-- DOCUMENT PASSAGE --
■ ■ ■

Unfortunately the EU (and the UK) is too committed to the US imperial project, such as in the Middle East. People don't seem to realize just how connected things like imperialism and the erosion of your own rights at home are inextricably intertwined.

I don’t see/share the HN outrage. If the EU wants to stay in the game, it has to be realistic about how regulation affects scaling and investment ... tweaking or rolling back parts of digital rules to compete with US/China tech isn’t “evil” .. it’s just how global competition works tbh.
As a European founder building startups since 2015, I’ve spent a massive chunk of my career navigating the "alphabet soup" of EU regulation: GDPR, DSA, DMA, AI Act, CSRD, SFDR, CBAM... the list is exhausting.

While the goals are usually noble, I’m increasingly convinced we’re regulating ourselves into irrelevance. I’m not a Big Tech company yet my interests align with theirs. We desperately need an EU that prioritizes actual growth over well-intentioned paperwork. To me, the AI Act and the GDPR are the worst offenders here, representing the largest possible gap between "good intentions" and the actual effect they have on the ground.

■ ■ ■

-- DATA FOR ANALYSIS --

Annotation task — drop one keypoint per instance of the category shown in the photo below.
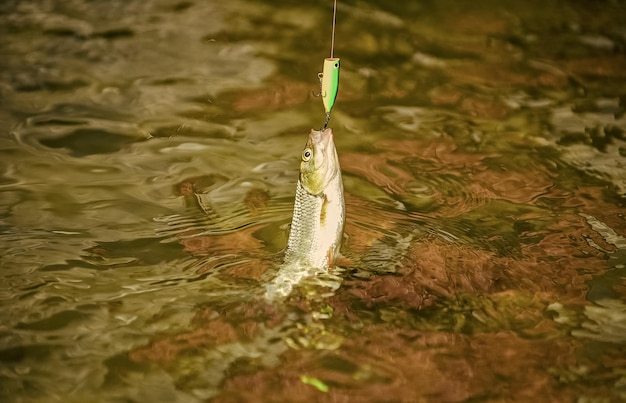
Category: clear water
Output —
(149, 154)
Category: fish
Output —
(317, 224)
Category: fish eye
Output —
(306, 155)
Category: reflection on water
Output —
(149, 155)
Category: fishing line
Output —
(332, 37)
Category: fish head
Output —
(319, 161)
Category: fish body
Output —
(318, 215)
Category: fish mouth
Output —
(322, 137)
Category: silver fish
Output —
(318, 216)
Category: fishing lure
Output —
(329, 77)
(329, 84)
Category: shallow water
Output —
(149, 160)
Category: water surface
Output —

■ ■ ■

Write out, word for word, the stretch of the EU regulation passage from "As a European" through "on the ground.". Rely only on the EU regulation passage.

As a European founder building startups since 2015, I’ve spent a massive chunk of my career navigating the "alphabet soup" of EU regulation: GDPR, DSA, DMA, AI Act, CSRD, SFDR, CBAM... the list is exhausting.

While the goals are usually noble, I’m increasingly convinced we’re regulating ourselves into irrelevance. I’m not a Big Tech company yet my interests align with theirs. We desperately need an EU that prioritizes actual growth over well-intentioned paperwork. To me, the AI Act and the GDPR are the worst offenders here, representing the largest possible gap between "good intentions" and the actual effect they have on the ground.